SUPPLIED PASSAGE =>
++++++
PGR Policy, Strategy and Support

Assessing the Ecological impacts of Sewage Sludge Recycling to Agricultural Land

 

Image Credit: thskyt 

Keywords: Wastewater management, sewage sludge, agriculture, analytical chemistry, pollution, sheep, health, ecosystem, organic chemicals

Project Summary: The sustainable management of sewage sludge (SS), the solid by-product of wastewater treatment, is a major challenge for the water industry. Current trends in waste management policy favour recycling of SS to agricultural land (EU Sewage Sludge Directive 86/278/EEC) as it is in line with the zero waste agenda. Despite recognised benefits of SS to improve soil fertility, SS contains a complex mixture of contaminants likely to enter the environment during land spreading. The concentrations of some pollutants/pathogens are regulated, however there are no regulations for anthropogenic trace organic contaminants (TrOCs) despite the presence of TrOCs such as petroleum compounds, flame-retardants, pharmaceuticals, personal care products, plastic additives and pesticides in SS; several which have shown health impacts in a range of taxa (including sheep^1-5). For most chemicals in SS, their fate and impact on terrestrial ecosystems remains relatively understudied, moreover potential mixture effects/interactions between combinations of different chemicals present in SS is rarely considered. We propose here to develop methods that will assess the chemical and MP load in SS and related environmental samples. 

This studentship will determine how the global waste management practice of spreading human sewage sludge (SS) on agricultural land can impact terrestrial ecosystems. Animals which live/forage on SS treated pastures are at risk of exposure to unmonitored organic chemicals (including microplastics) found in SS. In order to determine ecological risks of this practice, EC loads to which animals living/foraging on SS pastures may be exposed urgently needs to be determined.

Methodology: Using analytical chemistry techniques, the project will quantify temporal environmental chemical (EC) loads in soil, soil invertebrates and sheep (wool and faeces) from already established SS treated agricultural land at the University of Glasgow Research Farm, following SS application to pasture.

The project will:

1) Develop and validate novel high-resolution comprehensive methods for non-targeted organic chemical analysis and MPs characterisation and quantification

2) Quantify TrOC loading/retention and loss from SS to the wider environment.
++++++
MATERIAL SHOWN =>
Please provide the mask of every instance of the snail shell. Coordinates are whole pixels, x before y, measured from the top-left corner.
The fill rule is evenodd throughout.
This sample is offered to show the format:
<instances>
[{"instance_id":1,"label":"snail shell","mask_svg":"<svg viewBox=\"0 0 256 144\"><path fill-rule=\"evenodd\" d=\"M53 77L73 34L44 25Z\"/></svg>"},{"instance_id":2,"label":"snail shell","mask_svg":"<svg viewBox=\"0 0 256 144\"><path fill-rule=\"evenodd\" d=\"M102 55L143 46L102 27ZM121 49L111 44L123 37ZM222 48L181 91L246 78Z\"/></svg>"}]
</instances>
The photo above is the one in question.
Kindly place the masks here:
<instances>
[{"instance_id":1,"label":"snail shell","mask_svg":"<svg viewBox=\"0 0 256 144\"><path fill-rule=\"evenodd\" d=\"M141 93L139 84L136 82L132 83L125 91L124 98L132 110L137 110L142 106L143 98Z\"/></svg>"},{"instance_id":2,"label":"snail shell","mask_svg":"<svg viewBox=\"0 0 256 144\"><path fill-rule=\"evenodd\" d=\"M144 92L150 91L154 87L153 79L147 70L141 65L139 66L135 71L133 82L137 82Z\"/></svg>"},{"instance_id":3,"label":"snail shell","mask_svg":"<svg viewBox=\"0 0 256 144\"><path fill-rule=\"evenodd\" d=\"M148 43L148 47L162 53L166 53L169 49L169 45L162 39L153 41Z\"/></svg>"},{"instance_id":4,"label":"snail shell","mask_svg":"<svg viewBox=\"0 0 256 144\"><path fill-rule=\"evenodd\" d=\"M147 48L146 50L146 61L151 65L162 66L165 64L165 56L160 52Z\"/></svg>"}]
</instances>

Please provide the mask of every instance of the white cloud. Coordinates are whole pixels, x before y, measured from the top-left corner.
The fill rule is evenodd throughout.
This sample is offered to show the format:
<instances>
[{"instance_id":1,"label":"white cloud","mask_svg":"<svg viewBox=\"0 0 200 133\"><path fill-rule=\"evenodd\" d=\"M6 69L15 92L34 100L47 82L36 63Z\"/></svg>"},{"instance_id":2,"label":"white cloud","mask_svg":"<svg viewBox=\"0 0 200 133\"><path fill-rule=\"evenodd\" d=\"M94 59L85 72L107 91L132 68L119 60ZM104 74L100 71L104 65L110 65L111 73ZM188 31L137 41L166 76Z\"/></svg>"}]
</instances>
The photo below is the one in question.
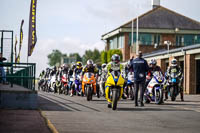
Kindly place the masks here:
++++++
WORK INSTRUCTION A => In the sewage sludge project page, which two sheep samples does the methodology name for measuring environmental chemical loads?
WORK INSTRUCTION B => Output the part of the sewage sludge project page that opens with the words containing "Methodology: Using analytical chemistry" and closes with "application to pasture.".
Use only the sewage sludge project page, not the material.

ANSWER SECTION A => Wool and faeces.

ANSWER SECTION B =>
Methodology: Using analytical chemistry techniques, the project will quantify temporal environmental chemical (EC) loads in soil, soil invertebrates and sheep (wool and faeces) from already established SS treated agricultural land at the University of Glasgow Research Farm, following SS application to pasture.